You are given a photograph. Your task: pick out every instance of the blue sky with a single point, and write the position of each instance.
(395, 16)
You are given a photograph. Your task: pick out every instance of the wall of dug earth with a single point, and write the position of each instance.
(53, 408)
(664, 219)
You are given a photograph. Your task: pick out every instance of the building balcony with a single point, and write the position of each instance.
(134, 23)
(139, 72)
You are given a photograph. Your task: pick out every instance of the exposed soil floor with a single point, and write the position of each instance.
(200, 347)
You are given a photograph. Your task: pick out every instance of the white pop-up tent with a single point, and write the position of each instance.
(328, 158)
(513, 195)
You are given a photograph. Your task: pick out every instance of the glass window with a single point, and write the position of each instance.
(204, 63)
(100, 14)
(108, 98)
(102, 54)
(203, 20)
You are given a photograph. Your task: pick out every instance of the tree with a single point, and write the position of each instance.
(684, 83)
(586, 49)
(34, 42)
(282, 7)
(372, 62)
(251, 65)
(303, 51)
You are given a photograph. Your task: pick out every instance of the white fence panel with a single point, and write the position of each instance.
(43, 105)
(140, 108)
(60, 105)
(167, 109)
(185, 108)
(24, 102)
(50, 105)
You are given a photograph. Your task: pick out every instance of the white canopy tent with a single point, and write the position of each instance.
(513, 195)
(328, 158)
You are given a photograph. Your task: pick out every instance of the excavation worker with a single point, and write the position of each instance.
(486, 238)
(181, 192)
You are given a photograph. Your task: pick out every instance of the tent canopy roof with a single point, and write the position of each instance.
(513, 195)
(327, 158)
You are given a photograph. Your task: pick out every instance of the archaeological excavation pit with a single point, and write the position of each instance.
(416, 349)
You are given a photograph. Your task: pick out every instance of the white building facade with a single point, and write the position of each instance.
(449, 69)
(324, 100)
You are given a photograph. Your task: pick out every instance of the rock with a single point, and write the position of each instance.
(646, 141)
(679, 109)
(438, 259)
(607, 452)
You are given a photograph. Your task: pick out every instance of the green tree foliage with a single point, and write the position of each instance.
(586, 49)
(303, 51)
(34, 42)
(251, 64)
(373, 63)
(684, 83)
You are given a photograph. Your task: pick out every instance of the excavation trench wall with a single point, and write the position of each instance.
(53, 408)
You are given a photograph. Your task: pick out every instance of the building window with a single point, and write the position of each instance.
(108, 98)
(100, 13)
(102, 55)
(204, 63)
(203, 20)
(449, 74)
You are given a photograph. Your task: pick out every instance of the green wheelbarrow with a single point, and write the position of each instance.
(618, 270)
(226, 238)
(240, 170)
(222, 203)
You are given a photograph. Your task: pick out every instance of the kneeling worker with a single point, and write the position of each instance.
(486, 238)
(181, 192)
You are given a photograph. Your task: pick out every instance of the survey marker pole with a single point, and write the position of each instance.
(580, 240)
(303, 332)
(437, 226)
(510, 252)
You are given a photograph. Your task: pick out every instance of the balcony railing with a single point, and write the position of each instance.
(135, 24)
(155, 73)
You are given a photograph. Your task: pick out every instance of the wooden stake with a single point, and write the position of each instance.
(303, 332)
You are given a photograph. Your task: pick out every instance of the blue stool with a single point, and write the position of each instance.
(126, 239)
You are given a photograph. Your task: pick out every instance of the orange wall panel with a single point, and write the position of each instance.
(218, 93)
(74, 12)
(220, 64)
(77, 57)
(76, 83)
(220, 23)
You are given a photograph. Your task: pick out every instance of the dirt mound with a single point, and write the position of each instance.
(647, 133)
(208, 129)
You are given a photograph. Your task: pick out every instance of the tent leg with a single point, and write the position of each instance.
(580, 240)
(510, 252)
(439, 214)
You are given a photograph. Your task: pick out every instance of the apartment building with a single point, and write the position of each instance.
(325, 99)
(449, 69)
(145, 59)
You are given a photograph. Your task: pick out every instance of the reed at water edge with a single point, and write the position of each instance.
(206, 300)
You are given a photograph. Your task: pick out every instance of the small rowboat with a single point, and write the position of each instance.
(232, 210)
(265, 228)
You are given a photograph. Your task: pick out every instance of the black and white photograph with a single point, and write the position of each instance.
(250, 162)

-------------------------

### What the exercise asks
Locate "of the apartment" in the material, then quote the line that contains it and all lines after it through the final one.

### Response for this exercise
You are given a photograph. Your task: pick out every instance of the apartment building with a single point, and write the position of each instance.
(325, 99)
(449, 69)
(145, 59)
You are given a photograph. Your task: pick out every instance of the reed at water edge with a single point, and write the position of each instance.
(206, 300)
You are given a photograph. Your task: pick out every instance of the small rowboat with a single point, and write the position of each instance.
(232, 210)
(265, 228)
You are given a photograph. Your task: pick out every instance of the black and white photograph with a single point, and write the position of each instance.
(250, 162)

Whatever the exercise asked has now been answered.